▶ **Verilen Alıştırma**:
Aşağıdaki kayıtlarda "instances of floral" ifadesini içeren satırdan "(35, 89), (347, 580)" ifadesini içeren satıra kadar her şeyi yeniden yazınız. Bu satırlarda "bounding box" yerine "enclosing rectangle" koyunuz ve başka hiçbir şeyi değiştirmeyiniz.

== Görev Verileri ==

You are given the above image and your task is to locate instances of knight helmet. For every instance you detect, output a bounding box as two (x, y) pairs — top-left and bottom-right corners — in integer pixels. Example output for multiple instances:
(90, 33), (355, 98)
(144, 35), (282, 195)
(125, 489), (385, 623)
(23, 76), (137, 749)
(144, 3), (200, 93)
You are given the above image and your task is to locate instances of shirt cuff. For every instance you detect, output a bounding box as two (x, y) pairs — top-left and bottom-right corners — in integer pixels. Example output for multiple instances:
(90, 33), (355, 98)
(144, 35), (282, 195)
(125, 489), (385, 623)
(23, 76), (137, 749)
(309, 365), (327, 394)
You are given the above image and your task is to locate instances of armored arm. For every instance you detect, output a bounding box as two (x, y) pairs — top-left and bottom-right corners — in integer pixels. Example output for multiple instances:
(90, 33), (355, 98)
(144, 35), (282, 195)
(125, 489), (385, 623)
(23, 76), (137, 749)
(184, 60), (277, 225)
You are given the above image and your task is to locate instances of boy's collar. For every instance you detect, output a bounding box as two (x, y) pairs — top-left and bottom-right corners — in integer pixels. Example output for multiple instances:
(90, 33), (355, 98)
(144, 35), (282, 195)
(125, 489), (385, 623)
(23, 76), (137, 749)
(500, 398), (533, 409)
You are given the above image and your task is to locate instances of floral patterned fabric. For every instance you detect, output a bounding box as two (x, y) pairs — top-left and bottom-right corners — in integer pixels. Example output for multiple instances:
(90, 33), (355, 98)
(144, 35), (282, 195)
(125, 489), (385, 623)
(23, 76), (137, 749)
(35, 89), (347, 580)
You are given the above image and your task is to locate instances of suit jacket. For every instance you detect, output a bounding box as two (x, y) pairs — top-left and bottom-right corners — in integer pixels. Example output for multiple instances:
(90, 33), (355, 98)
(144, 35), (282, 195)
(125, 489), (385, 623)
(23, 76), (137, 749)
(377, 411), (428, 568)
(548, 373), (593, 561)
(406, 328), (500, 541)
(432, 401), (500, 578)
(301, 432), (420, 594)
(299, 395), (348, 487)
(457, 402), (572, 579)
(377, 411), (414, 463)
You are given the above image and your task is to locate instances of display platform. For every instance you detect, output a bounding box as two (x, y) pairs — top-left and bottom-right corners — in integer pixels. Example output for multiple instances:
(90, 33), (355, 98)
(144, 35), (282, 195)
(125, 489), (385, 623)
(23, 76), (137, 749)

===

▶ **Beklenen Çıktı**:
You are given the above image and your task is to locate instances of floral patterned fabric. For every instance you detect, output a enclosing rectangle as two (x, y) pairs — top-left and bottom-right corners — in integer pixels. Example output for multiple instances:
(90, 33), (355, 98)
(144, 35), (282, 195)
(125, 489), (385, 623)
(23, 76), (137, 749)
(35, 89), (347, 580)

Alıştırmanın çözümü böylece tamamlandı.